Exercise description
Repeat exactly, and only, the lines from the one containing "One point marks each instance of the neighbouring" through the end of the records.

Entries taken from a collection
------------------------------------------------
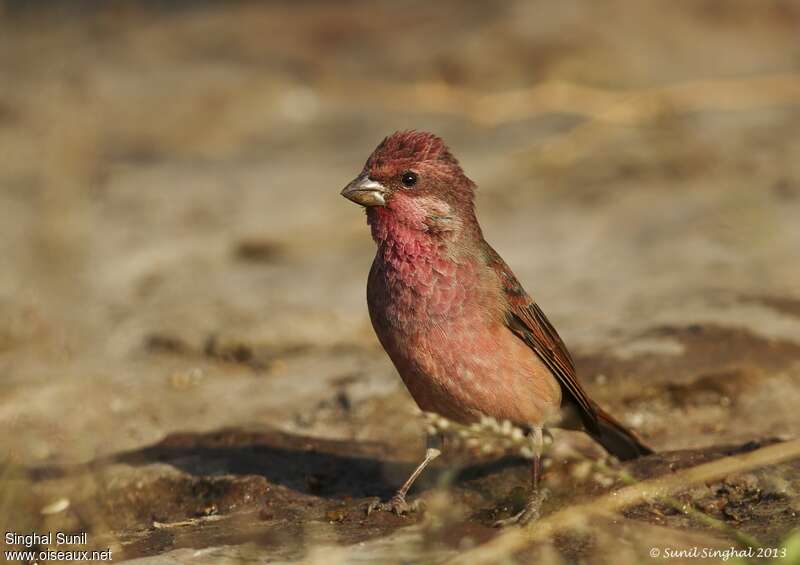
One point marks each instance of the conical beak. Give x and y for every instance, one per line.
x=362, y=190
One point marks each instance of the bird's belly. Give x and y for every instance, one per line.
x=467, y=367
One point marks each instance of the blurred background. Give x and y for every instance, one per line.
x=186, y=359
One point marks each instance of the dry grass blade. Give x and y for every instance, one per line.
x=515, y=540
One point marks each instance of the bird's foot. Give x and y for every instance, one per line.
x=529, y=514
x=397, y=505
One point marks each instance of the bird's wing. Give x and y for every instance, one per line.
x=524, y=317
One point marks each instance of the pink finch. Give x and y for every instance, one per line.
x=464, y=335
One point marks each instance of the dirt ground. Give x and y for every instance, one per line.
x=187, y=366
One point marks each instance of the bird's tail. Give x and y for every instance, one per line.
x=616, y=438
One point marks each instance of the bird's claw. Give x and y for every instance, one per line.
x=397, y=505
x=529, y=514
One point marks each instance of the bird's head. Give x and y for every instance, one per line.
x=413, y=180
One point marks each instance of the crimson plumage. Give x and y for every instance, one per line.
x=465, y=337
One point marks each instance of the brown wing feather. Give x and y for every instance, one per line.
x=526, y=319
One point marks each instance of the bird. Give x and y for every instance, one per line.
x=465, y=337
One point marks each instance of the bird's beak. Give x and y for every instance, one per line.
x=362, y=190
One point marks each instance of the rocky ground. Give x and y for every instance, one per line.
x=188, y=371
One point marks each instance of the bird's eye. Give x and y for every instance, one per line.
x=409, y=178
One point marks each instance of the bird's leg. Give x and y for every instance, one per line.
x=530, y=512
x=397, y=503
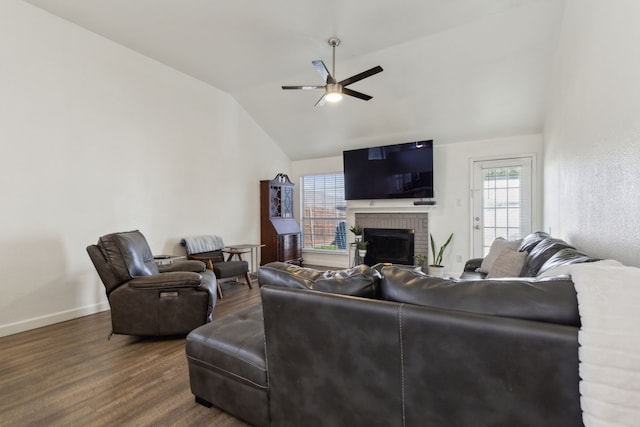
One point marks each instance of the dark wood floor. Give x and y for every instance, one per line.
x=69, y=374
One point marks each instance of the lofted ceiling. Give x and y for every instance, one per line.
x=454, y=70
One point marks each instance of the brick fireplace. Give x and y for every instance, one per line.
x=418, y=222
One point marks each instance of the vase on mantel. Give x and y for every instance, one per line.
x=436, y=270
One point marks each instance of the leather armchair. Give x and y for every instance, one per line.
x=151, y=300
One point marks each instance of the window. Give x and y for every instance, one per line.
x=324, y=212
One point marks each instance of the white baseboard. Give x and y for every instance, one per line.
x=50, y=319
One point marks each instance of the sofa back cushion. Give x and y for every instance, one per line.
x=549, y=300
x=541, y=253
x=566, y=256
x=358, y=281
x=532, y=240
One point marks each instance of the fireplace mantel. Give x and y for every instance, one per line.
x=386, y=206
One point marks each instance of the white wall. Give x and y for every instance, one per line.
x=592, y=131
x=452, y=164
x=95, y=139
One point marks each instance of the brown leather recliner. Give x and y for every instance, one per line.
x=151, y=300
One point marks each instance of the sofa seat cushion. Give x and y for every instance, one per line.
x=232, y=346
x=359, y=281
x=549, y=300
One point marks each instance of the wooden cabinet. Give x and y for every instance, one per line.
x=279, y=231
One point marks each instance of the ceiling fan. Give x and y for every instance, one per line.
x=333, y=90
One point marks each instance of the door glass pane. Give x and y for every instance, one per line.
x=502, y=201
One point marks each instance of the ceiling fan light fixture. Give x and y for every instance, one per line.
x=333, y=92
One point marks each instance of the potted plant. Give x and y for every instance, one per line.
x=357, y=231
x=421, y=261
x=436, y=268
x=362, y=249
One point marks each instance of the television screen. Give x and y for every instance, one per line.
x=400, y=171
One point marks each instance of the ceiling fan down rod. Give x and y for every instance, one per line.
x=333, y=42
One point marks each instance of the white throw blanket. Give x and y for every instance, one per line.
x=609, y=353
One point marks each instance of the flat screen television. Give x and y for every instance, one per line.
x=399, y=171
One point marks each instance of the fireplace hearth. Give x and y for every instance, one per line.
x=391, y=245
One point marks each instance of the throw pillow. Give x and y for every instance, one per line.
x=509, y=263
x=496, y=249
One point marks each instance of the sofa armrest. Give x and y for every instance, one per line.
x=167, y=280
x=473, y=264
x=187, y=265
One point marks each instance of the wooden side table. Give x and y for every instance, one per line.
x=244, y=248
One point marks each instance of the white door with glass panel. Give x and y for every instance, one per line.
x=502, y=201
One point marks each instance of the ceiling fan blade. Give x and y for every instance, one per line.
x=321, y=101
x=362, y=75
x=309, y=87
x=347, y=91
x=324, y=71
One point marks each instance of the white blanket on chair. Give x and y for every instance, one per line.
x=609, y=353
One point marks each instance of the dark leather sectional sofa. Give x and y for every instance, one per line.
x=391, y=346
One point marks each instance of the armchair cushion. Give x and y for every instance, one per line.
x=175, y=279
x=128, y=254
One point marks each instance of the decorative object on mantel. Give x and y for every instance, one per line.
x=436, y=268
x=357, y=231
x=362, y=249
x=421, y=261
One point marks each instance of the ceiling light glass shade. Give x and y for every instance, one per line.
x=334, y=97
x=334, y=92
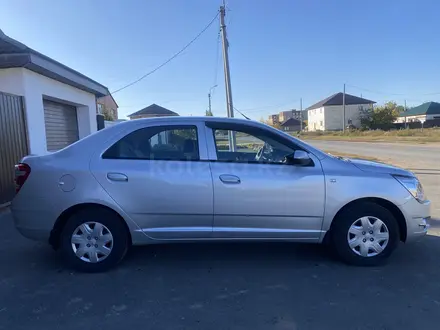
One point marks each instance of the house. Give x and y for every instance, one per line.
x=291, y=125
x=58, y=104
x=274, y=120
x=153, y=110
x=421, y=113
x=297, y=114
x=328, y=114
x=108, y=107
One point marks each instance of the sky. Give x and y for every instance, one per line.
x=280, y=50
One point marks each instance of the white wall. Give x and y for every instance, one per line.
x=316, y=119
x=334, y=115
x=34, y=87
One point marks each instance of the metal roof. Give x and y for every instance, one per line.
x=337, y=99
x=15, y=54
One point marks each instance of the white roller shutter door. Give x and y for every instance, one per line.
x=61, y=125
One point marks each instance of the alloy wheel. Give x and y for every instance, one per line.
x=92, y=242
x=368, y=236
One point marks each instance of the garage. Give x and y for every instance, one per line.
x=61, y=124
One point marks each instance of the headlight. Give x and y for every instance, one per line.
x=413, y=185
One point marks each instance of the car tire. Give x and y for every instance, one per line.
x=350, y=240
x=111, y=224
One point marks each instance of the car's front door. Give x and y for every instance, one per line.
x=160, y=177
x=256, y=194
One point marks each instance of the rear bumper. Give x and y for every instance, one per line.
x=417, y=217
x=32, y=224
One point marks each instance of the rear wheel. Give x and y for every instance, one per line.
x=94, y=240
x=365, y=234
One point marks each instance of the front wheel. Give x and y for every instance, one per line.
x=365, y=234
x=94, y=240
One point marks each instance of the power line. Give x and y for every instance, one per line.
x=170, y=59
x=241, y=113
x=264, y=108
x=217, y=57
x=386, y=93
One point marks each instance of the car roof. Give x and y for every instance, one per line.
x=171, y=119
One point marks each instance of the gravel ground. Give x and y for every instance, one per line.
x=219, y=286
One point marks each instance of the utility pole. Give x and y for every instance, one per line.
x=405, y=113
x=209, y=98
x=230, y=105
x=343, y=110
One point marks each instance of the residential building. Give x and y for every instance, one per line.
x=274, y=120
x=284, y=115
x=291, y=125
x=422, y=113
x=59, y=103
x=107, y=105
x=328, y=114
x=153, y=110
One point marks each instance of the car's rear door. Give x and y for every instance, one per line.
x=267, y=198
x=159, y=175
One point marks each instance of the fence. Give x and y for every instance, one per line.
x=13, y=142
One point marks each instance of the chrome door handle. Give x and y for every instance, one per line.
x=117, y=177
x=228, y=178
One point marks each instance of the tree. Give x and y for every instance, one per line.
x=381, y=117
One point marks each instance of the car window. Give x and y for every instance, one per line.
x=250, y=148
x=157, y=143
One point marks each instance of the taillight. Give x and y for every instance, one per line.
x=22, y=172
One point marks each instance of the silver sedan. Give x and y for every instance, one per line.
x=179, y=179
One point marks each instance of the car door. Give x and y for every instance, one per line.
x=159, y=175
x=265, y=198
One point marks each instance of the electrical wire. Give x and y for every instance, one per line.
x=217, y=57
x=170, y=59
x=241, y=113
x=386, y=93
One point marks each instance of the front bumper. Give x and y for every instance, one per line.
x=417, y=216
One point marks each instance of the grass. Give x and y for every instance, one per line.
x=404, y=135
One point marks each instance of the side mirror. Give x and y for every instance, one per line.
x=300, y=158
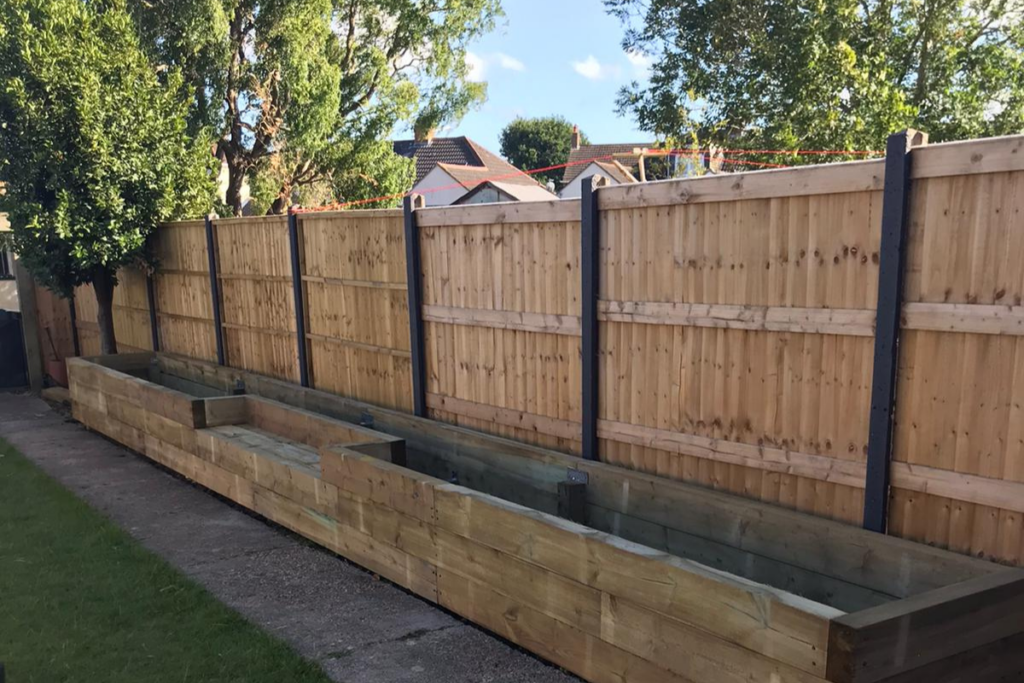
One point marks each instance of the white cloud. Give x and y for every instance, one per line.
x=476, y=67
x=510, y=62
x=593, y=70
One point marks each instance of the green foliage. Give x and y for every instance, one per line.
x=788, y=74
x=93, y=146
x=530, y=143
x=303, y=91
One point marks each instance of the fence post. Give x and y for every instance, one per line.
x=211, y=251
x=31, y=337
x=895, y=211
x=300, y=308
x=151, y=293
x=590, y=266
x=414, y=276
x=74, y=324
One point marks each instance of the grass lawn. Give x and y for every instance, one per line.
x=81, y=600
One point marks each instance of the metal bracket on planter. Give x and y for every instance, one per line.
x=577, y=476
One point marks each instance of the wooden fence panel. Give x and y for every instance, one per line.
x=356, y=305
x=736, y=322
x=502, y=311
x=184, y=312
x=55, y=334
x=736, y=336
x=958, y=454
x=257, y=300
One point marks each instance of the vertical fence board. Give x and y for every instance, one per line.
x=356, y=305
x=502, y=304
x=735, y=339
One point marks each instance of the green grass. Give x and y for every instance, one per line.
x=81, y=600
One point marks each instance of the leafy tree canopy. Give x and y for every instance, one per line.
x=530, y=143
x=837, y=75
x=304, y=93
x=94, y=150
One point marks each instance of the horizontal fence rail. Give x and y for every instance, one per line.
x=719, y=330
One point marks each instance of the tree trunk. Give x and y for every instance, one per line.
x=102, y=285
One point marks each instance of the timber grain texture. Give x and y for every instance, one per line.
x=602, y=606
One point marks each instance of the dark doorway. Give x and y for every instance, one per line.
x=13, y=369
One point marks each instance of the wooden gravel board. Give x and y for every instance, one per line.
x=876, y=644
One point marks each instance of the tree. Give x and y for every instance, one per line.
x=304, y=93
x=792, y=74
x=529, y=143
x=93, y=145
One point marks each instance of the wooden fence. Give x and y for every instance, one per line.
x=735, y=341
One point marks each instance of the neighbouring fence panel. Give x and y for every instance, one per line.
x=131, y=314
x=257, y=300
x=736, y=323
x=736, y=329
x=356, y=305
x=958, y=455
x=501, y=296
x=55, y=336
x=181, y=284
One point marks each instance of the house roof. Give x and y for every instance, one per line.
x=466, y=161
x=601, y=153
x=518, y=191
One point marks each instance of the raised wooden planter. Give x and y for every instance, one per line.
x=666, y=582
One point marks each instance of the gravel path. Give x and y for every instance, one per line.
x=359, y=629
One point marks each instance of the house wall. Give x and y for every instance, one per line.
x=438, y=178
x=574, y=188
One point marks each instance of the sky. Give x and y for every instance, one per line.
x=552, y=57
------------------------------------------------
Answer
One point marks each instance of the neighbouring fence panel. Give x and y for every instance, one per line.
x=131, y=314
x=257, y=300
x=736, y=323
x=736, y=329
x=356, y=305
x=958, y=455
x=501, y=296
x=55, y=336
x=181, y=284
One point marks each instance of the house roof. Give x and y for every instance, one per line.
x=466, y=161
x=601, y=153
x=518, y=191
One point marks each instance of the raised wooden planter. Give x and y for every instance, one per line.
x=666, y=582
One point marks each instance of the gravel path. Give x and y for every instance, one per line.
x=359, y=629
One point marks each instance of the house wall. Give x and y for every instance, one per line.
x=438, y=178
x=574, y=188
One point marks each instance of the sky. Give x and y for every instance, one per line.
x=552, y=57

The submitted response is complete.